* _Problem details_:
Would you return the entries exactly, with every line intact?
[Data extract — start]
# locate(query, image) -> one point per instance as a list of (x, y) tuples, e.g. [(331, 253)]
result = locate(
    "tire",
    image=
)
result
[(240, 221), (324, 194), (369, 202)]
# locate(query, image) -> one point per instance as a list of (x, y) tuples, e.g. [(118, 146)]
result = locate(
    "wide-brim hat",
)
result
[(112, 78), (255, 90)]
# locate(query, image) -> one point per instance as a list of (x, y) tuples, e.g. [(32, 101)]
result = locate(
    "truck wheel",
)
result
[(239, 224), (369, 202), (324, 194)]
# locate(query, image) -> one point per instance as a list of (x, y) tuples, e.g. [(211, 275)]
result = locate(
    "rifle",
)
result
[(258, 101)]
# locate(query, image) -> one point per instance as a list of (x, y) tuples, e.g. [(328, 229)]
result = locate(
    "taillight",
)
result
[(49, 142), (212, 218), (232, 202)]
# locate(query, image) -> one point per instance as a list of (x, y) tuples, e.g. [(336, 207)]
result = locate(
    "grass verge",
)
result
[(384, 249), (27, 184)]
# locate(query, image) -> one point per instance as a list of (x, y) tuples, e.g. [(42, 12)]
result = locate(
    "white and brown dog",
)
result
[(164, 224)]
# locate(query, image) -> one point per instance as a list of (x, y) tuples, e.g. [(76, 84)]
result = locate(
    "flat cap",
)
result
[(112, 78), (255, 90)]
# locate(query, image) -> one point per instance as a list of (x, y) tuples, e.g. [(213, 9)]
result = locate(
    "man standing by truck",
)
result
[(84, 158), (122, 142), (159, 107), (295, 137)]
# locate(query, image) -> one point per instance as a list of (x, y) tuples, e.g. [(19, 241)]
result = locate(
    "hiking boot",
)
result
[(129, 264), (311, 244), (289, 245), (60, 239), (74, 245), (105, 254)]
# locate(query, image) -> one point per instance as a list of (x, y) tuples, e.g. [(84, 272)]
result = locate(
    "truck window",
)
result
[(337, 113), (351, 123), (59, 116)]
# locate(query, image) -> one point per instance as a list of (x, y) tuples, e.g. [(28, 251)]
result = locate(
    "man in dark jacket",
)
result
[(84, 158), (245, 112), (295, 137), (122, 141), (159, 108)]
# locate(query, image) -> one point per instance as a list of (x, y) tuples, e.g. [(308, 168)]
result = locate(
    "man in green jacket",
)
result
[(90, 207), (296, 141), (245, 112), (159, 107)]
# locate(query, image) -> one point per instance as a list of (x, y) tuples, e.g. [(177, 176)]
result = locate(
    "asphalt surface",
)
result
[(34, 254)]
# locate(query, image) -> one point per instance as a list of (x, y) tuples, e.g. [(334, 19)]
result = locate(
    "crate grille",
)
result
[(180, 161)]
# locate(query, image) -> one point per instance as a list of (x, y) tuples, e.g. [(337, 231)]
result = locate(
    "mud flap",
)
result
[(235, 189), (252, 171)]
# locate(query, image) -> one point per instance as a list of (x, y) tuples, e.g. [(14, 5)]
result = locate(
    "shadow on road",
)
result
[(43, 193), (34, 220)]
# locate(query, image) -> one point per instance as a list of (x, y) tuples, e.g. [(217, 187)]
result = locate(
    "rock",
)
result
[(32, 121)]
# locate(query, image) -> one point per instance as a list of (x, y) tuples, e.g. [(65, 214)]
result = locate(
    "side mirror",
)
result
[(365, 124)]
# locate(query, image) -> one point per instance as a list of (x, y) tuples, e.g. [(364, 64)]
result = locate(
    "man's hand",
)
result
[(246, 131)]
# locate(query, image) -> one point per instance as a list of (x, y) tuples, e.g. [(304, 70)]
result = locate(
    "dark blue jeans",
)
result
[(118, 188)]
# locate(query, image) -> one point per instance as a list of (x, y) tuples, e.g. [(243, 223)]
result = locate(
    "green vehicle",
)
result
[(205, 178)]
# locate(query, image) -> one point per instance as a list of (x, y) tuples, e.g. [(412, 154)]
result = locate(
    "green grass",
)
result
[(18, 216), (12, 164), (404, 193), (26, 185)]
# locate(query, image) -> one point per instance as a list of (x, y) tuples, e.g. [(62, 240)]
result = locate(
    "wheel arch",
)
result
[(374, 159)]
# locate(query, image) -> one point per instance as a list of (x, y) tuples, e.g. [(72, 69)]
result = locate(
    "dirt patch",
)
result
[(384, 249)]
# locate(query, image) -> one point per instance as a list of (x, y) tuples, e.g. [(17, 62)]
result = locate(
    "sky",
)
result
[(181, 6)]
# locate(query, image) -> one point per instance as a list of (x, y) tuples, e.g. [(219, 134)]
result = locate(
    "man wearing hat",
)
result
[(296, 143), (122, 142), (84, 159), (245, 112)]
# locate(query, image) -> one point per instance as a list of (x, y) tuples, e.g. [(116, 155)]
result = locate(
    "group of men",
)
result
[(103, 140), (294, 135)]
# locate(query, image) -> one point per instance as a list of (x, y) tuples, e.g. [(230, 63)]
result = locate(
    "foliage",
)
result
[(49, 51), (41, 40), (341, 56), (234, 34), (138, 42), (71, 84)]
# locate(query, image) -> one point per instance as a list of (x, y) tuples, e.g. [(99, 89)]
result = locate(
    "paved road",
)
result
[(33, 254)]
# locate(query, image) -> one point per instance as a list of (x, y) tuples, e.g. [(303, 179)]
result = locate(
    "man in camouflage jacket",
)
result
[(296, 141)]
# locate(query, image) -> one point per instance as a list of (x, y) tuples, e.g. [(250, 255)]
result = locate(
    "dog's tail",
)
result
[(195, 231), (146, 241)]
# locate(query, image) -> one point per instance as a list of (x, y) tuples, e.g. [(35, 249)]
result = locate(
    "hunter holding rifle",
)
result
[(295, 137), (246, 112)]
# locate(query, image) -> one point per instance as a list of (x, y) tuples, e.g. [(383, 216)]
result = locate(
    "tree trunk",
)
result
[Data extract — finish]
* _Task output_:
# locate(query, image) -> one point per instance as a list of (x, y) tuples, e.g. [(331, 253)]
result = locate(
    "tire",
    image=
)
result
[(240, 221), (324, 194), (369, 202)]
# locate(query, image) -> one point per instance as a list of (x, y) tuples, e.g. [(118, 146)]
result = locate(
    "wide-brim hat",
)
result
[(112, 78), (255, 90)]
# locate(query, image) -> one point per instance as a list of (x, y) tuples, e.g. [(32, 101)]
result = locate(
    "truck wheel",
)
result
[(239, 224), (369, 202), (324, 194)]
# locate(query, image) -> one point per instance as a list of (x, y) tuples, e.g. [(211, 275)]
result = locate(
    "rifle",
)
result
[(258, 101)]
# locate(query, image) -> one point per instance as a list of (x, y) tuples, e.g. [(328, 229)]
result = locate(
    "taillight",
)
result
[(49, 142), (212, 218), (232, 202)]
# locate(query, image) -> one point per instance as a list of (x, y) tuples, e.g. [(336, 207)]
result = locate(
    "grass verge",
)
result
[(384, 249), (27, 184)]
# locate(query, image) -> one point per instance as a list of (x, y) tuples, e.g. [(42, 12)]
result = locate(
    "white and brown dog",
)
result
[(164, 224)]
# locate(query, image) -> one point per instance as a list of (x, y) tuples, e.g. [(76, 84)]
result = locate(
    "flat cap",
)
result
[(112, 78), (255, 90)]
# locate(query, image) -> one point per instance as a list of (x, y) tuples, e.g. [(213, 9)]
result = locate(
    "man standing by truck",
)
result
[(84, 158), (122, 142), (159, 107), (295, 137)]
# locate(query, image) -> one point per instance as a list of (x, y) tuples, e.g. [(19, 241)]
result = locate(
    "hiking boot",
)
result
[(129, 264), (311, 244), (289, 245), (60, 239), (74, 245), (105, 254)]
# locate(query, image) -> one point per instance as a list of (x, y) tuples, e.g. [(84, 272)]
result = locate(
    "truck window",
)
result
[(337, 113), (351, 123), (59, 116)]
# locate(query, image) -> one point per instance as a list of (x, y) tuples, e.g. [(28, 251)]
result = locate(
    "man in dark jacket",
)
result
[(84, 158), (245, 112), (295, 137), (122, 141), (159, 108)]
# locate(query, image) -> one point per instance as a list of (x, y) tuples, e.g. [(308, 168)]
result = locate(
    "man in green jacket",
)
result
[(90, 207), (296, 141), (245, 112), (159, 107)]
# locate(query, image) -> one point per instance as a list of (x, y) tuples, e.g. [(177, 176)]
result = locate(
    "asphalt surface",
)
result
[(34, 254)]
# locate(query, image) -> one point per instance as a list of (x, y) tuples, e.g. [(334, 19)]
result = locate(
    "crate grille",
)
result
[(180, 161)]
# locate(query, image) -> one point per instance as a list of (x, y) tuples, e.g. [(337, 231)]
result = locate(
    "mud flap",
)
result
[(235, 189), (252, 171)]
# locate(query, image) -> one point per instance as a list of (x, y) tuples, e.g. [(14, 5)]
result = locate(
    "shadow on road",
)
result
[(43, 193), (34, 220)]
# locate(query, image) -> one point per instance as a list of (x, y) tuples, e.g. [(217, 187)]
result = locate(
    "rock",
)
result
[(32, 121)]
# locate(query, image) -> one point per instance as a list of (x, y) tuples, e.g. [(65, 214)]
result = locate(
    "side mirror",
)
result
[(365, 124)]
# locate(query, image) -> one point per instance as a list of (x, y) tuples, e.g. [(364, 64)]
result = locate(
    "man's hand",
)
result
[(246, 131)]
# locate(query, image) -> one point per instance as a list of (x, y) tuples, e.g. [(304, 70)]
result = locate(
    "dark blue jeans",
)
result
[(118, 188)]
# locate(query, image) -> one point per instance as a list of (x, y) tuples, e.g. [(243, 223)]
result = locate(
    "green vehicle",
)
result
[(205, 178)]
# locate(query, image) -> one point per instance as a list of (x, y) tuples, e.g. [(412, 154)]
result = locate(
    "green grass",
)
result
[(18, 216), (12, 164), (404, 193), (26, 185)]
# locate(query, image) -> one point per instance as a list of (x, y) tuples, e.g. [(62, 240)]
result = locate(
    "wheel arch",
)
result
[(374, 159)]
# locate(query, image) -> one point per instance as a list of (x, y) tuples, e.g. [(72, 69)]
result = locate(
    "dirt patch",
)
result
[(384, 249)]
# locate(query, image) -> one point per instance as a list of (x, y) tuples, e.g. [(17, 62)]
result = locate(
    "sky",
)
result
[(181, 6)]
# locate(query, image) -> one point per instance as a list of (x, y) tuples, e.g. [(219, 134)]
result = locate(
    "man wearing hat",
)
result
[(296, 143), (122, 142), (84, 159), (245, 112)]
# locate(query, image) -> one point per instance as a list of (x, y) tuples, e.g. [(116, 155)]
result = locate(
    "group of men",
)
result
[(103, 140), (294, 135)]
# locate(query, image) -> one point per instance as a list of (x, y) tuples, e.g. [(230, 63)]
result = locate(
    "foliage",
)
result
[(49, 51), (41, 40), (341, 56), (234, 34), (138, 42), (71, 84)]
# locate(query, image) -> one point per instance as a list of (x, y) tuples, e.g. [(99, 89)]
result = locate(
    "paved road",
)
result
[(33, 254)]
# locate(query, image) -> one point per instance as a list of (x, y) tuples, e.g. [(303, 179)]
result = locate(
    "man in camouflage jacket",
)
result
[(296, 141)]
# locate(query, image) -> one point per instance as a list of (x, y) tuples, e.g. [(250, 255)]
result = locate(
    "dog's tail",
)
result
[(195, 231), (146, 241)]
# locate(query, image) -> one point per instance as a list of (x, y) tuples, e.g. [(35, 249)]
result = locate(
    "hunter holding rifle",
)
result
[(295, 137), (246, 112)]
# locate(query, image) -> one point per instance as a list of (x, y) tuples, e.g. [(383, 216)]
result = locate(
    "tree trunk",
)
result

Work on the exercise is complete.